TO-DO LIST -
1. Answer these questions about the blog post on favorite memoirs:
(a) Which book arrived via interlibrary loan?
(b) What did the writer strip out of the pasted thread?
(c) Which Rumer Godden volume is named as the first?
2. Resume the blog post on favorite memoirs from where it stops.

Posts Tagged ‘TBR pile’
February 14, 2014 @ 10:09 am | Filed under: Books
My Helene Hanff kick (about which more later) continues—after Duchess of Bloomsbury Street, I tore through Q’s Legacy, and yesterday when Underfoot in Show Business arrived via interlibrary loan, I squealed and quit work half an hour early to dive in. This binge got me thinking about how much I enjoy memoir. I asked my Facebook friends what their favorites are, and the list could swallow a whole year of reading time. I think you should be able to view it even if you aren’t on Facebook—or does FB make you log in to read anything there, even the public threads?
I’ll try to get the list moved over here at some point, but I’m afraid I won’t have any free time until I’ve finished reading Underfoot. Oh Helene, Helene, I wish you’d written thirty memoirs.
Wait! I realized I could just paste in the thread. But then I worried my friends might not want their names and faces plastered on my blog, so I’ve stripped out everything except the book comments. Forgive the lack of formatting!
Please add your own favorites in the comments! I have a few to contribute too, later. And happy Valentine’s Day, everyone.
Gladys Taber’s Stillmeadow Books.
Corrie Ten Boom’s The Hiding Place
Tender at the Bone, Ruth Reichl
The Glass Castle, Jeannette Walls
Someone already said Glass Castle, so I’ll throw in A Girl Named Zippy by Haven Kimmel.
Any of Caroline Knapp’s.
Seven Storey Mountain
Glass Castle for me too.
Like all of the above but Glass Castle, hands down not only my favorite memoir but a favorite book of all time.
I really liked Rumer Godden’s– and I’m on a Godden kick this week– A Time To Dance, No Time To Weep is the first volume and A House with Four Rooms is the second.
The Egg and I by . . . Betty MacDonald, I think?
Beyond Dark Hills Jesse Stuart
Booked: Literature in the Soul of Me by Karen Swallow Prior
My favorite genre,so hard to pick. Ambulance Girl, Glass Castle, On Gold Mountain , any Annie LaMott, Helen Hanff, Florence King, Alexandra Fuller, Thunderbolt Kid, any Mitford,Quentin Crisp, Christopher Isherwood …..

[Box-labeled dataset extracts]
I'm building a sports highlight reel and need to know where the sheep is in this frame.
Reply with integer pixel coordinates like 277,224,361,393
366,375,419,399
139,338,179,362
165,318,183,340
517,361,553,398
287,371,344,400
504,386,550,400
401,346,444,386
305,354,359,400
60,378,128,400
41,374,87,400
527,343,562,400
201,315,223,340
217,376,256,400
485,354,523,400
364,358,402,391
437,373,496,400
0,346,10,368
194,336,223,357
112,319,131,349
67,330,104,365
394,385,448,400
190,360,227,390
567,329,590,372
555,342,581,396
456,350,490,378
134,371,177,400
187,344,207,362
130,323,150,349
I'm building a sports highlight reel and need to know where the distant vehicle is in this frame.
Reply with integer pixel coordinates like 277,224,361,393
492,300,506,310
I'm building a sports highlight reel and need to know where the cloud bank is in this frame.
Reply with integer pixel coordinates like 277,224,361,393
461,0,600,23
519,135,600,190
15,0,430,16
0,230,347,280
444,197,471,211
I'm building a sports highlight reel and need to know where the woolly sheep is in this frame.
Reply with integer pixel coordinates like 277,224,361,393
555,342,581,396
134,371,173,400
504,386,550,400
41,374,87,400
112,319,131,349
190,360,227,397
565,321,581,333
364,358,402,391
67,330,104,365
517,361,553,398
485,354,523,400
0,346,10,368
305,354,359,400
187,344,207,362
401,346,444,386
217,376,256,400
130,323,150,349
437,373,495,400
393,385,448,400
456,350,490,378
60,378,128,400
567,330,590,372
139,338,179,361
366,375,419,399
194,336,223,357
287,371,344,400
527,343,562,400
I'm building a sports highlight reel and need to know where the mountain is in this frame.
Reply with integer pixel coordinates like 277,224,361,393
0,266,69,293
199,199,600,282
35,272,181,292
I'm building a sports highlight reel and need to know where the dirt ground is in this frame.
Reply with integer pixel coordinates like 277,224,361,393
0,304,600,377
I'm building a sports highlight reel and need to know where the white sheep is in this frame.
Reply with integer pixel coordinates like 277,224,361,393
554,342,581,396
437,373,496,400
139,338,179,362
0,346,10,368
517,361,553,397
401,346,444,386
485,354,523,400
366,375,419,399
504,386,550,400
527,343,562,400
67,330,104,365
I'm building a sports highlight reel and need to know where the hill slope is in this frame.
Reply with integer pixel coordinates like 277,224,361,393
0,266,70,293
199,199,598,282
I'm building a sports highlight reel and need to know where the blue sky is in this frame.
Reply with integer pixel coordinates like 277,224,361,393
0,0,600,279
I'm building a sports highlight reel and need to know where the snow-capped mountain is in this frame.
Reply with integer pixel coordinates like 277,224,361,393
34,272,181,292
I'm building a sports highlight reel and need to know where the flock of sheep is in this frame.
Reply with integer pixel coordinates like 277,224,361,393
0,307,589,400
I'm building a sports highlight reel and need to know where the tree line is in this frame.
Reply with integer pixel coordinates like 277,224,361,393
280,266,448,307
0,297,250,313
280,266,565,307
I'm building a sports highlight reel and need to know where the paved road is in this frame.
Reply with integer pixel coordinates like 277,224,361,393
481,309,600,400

PER-TASK OUTPUTS -
1.
(a) Underfoot in Show Business
(b) Everything except the book comments
(c) A Time To Dance, No Time To Weep

2.
Good call on Betty MacDonald and Florence King. Add Shirley Jackson (Life Among the Savages) to that list.
Just Kids by Patti Smith
I liked The Spiral Staircase by Karen Armstrong (think you’d really like it) and I like Dance of the Dissident Daughter by Sue Monk Kidd, too.
The Chronology of Water by Lidia Yuknavitch
Nancy and Lawrence Goldstone’s Used and Rare: Travels in the Book World (one of my favorites and since you like 84, Charing Cross Road you might enjoy this one).
I loved Sidney Poitier’s Measure of a Man.
It’s Always Something by Gilda Radner.
Period Piece, Raverat
An American Childhood by Annie Dillard
Love all Gladys Faber, and Anne Morrow Linbergh. And for comic fun, Bill Bryson’s Walk in the Woods!
Anything by Nancy Mitford.
Not So Wild A Dream by Eric Sevareid. Brilliantly written.
Not Even Wrong by Paul Collins. The only “autism memoir” I love. He is amazing.
I don’t know if it’s my favorite, but The Glass Castle has stuck with me.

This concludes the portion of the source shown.